PAGE TEXT
A lot of filter libraries out there claim they can filter markup effectively and are fast and secure at the same time. A vector such as this proves many of them wrong, maybe even the one you are using for your own applications.
Slowing down forensics
Another reason obfuscating markup is important is that code such as this makes forensic work extremely difficult. The example uses entities and encodings on several layers, as well as inside the attributes, and it uses the ability to double-encode depending on the exact attribute type and language running inside the attributes. Before the possible victim can even start any forensic work to determine what this vector's payload did, the victim must learn and understand all the basics in terms of about encoding and obfuscation. We are just working with a short alert(1) in this example, but imagine how the whole construct would look if we had more payload.
Fun
The third and final reason to learn about obfuscating markup is that it is just plain fun. Finding a new way to fool user agents into rendering invalid markup and maybe even executing JavaScript in impossible situations might be another component of making your own applications a bit more secure. Or it may be a way for you to identify an exploit against your customer's Web site. Or perhaps it is just a cool snippet of code you can brag about on Twitter.

[Records for identifying positions]
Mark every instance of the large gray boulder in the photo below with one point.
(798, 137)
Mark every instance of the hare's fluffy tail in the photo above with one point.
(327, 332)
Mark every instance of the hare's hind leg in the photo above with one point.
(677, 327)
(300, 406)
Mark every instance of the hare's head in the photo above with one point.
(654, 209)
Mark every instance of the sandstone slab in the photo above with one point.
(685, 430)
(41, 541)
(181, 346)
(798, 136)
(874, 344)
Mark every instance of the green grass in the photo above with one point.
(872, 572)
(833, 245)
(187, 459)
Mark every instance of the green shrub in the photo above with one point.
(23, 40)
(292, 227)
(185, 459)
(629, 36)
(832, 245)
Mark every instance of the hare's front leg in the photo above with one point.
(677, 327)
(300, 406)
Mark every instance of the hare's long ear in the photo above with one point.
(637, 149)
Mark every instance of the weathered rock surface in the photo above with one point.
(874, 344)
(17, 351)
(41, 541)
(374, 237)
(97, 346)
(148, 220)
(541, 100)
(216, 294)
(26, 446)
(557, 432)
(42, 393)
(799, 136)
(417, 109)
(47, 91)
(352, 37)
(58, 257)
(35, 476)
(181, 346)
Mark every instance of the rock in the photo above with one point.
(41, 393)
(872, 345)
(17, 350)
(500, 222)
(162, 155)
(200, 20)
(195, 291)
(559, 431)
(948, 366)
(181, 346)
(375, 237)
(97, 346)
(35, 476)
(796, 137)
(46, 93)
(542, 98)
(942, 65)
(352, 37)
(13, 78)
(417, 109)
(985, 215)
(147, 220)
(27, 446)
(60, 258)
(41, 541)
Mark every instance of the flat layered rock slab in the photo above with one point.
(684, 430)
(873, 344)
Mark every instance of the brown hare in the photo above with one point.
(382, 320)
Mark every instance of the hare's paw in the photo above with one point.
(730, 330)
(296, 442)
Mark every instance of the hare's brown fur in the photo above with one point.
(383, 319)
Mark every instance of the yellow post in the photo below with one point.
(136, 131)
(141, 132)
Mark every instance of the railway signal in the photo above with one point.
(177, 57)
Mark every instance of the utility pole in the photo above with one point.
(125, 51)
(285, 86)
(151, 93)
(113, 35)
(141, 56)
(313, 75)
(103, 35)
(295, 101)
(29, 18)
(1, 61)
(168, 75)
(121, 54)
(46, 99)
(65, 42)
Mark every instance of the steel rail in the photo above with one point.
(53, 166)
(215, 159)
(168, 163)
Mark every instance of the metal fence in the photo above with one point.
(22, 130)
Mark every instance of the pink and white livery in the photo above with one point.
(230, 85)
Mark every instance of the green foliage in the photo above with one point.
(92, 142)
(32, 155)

JOBS
**1)** In the passage on obfuscating markup, reproduce the wording starting at "A lot of filter" and ending at "your own applications.".
**2)** What payload does the example vector in the passage on obfuscating markup work with?

EXPECTED OUTPUTS
**1)**
A lot of filter libraries out there claim they can filter markup effectively and are fast and secure at the same time. A vector such as this proves many of them wrong, maybe even the one you are using for your own applications.

**2)** A short alert(1).